#### Passage for review

He arrived at the hospital before the ambulance carrying his son. He heard the sirens and thought to himself: "Don't be our Oliver in that ambulance. If he's coming in on a blue light, that's trouble."

The now-60-year-old from Childwall saw the paramedics take his son from the ambulance, and "kept telling him to come back to me". But, Mark said: "I knew then mate. I knew he was dead. His arms were over the trolley and he was lifeless. They took him into Alder Hey and they worked on him tirelessly that day for two hours, and we couldn't get him back.

"You send a fit and healthy boy to school - there's no safer place for him while we're out working - and this tragedy happens to him. So we looked into this condition, SADS, and I was horrified to read the government statistics saying that we lose 12 lives a week."

According to the British Heart Foundation, SADS is when a person dies suddenly and unexpectedly from an unexplained cardiac arrest, which is when the heart stops pumping blood, in turn stopping the person's breathing and starving their brain of oxygen. The charity said it affects 500 people every year in the UK.

Research shows using a defibrillator to give the heart an electric shock within three to five minutes of a cardiac arrest increases the chance of survival by over 40%. This means Oliver could have survived if one had been available, and the fact prompted his family to launch The Oliver King Foundation in January 2012 to campaign for defibrillators in every school.

Mark said: "I was angry because my Ollie wasn't the first one to die of a sudden cardiac arrest, whether it be in school or out of school. And I was wondering why it hadn't been done beforehand, why he wasn't protected, why our kids weren't protected in schools, indeed why the wider public aren't protected."

Since then, he's travelled around the country, personally delivering every one of the 6,000 defibrillators the charity has distributed, including in every school in Merseyside. The Oliver King Foundation has trained 135,000 people in how to use them, and their efforts have saved 65 lives, the latest one being a teacher last Friday, according to Mark.

After meeting with then-Education Secretary and current Chancellor, Nadhim Zahawi, Mark and the Oliver King Foundation convinced the government to install defibrillators in every state-funded school in England by the the end of the 2022/2023 academic year, roughly 12 months away. Laughing, Mark said: "I think what shut the government up is I threatened to become an MP, so I think they've said, we'd better let him have what he wants'.

"The feeling is absolutely fantastic. It's the culmination of 11 years of hard work all coming together. All of a sudden, it's just all fell into place. It's unbelievable. I thought we were going to be campaigning for a lot longer, to be honest.

"What's kept us going is knowing that when we get this far, we'll save a lot more lives than we already have saved with the foundation, you know. The Oliver King Foundation is representing each parent around the country because I don't want any other parents to go through what we went through on March 2, 2011."

The King family couldn't have got through it without the support of the local community who rallied around them, like people from King David High School who delivered food parcels to the house after Oliver died. Mark said: "You don't get any kinder people than Liverpool people."

He paid special thanks to former Mayor of Liverpool Joe Anderson, who "started the ball rolling for the foundation", and to former Liverpool FC player Jamie Carragher who backs the campaign and said a man's life was saved by a defibrillator the foundation placed in his gym, and to Garston and Halewood MP, Maria Eagle, who helped the charity meet MPs in London.

Once the rollout of defibrillators in English state schools is complete, Mark hopes to set up a centre where kids can get an electrocardiogram (ECG) to check the heart's rhythm and electrical activity, and test for SADS. He said people who've suffered heart attacks or had pacemakers fitted will be able to go there to exercise, eat and mix with people in similar situations, thereby keeping them physically and mentally healthy.

########
#### Data under study

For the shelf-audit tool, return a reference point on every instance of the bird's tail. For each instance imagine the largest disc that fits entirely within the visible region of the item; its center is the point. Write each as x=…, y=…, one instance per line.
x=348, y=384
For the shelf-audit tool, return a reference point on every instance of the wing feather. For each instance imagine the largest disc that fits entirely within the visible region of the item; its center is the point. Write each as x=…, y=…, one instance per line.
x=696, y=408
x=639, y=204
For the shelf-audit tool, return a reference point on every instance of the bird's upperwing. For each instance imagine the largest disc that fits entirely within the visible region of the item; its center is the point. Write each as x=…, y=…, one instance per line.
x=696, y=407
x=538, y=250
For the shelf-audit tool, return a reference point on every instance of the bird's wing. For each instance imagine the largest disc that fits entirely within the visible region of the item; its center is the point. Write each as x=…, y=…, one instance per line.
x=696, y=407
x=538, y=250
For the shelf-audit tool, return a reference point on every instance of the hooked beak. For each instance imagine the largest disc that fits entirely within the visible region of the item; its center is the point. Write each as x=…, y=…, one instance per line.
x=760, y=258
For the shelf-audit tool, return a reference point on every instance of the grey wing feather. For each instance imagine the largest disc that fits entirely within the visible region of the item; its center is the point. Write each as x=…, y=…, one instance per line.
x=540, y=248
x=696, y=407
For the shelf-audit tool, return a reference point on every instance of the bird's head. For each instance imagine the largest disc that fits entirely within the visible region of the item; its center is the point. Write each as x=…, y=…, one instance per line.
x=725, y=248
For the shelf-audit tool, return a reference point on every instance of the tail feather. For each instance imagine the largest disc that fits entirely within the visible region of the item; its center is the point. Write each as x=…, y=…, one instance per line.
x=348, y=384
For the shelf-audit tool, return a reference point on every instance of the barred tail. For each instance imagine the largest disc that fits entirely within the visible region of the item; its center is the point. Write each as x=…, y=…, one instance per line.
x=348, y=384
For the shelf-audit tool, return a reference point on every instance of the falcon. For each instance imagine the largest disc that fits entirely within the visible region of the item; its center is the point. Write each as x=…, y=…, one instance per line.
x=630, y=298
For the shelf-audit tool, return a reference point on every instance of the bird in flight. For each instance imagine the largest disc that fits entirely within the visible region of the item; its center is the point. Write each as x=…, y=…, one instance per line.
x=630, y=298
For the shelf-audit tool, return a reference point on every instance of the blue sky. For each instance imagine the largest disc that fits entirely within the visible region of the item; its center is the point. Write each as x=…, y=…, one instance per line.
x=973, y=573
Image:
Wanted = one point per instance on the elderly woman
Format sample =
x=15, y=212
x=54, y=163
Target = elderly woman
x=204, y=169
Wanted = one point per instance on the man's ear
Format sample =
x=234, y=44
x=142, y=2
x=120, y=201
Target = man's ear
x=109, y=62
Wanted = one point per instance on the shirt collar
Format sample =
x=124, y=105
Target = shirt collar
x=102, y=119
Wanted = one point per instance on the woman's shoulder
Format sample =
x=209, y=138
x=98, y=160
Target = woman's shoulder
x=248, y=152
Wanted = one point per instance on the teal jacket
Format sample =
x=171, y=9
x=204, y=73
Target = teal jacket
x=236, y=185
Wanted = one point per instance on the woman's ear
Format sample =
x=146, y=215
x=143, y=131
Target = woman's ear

########

> _Exercise aim_:
According to the article on the Oliver King Foundation, how many people has the foundation trained to use defibrillators?

> _The answer_:
135,000 people.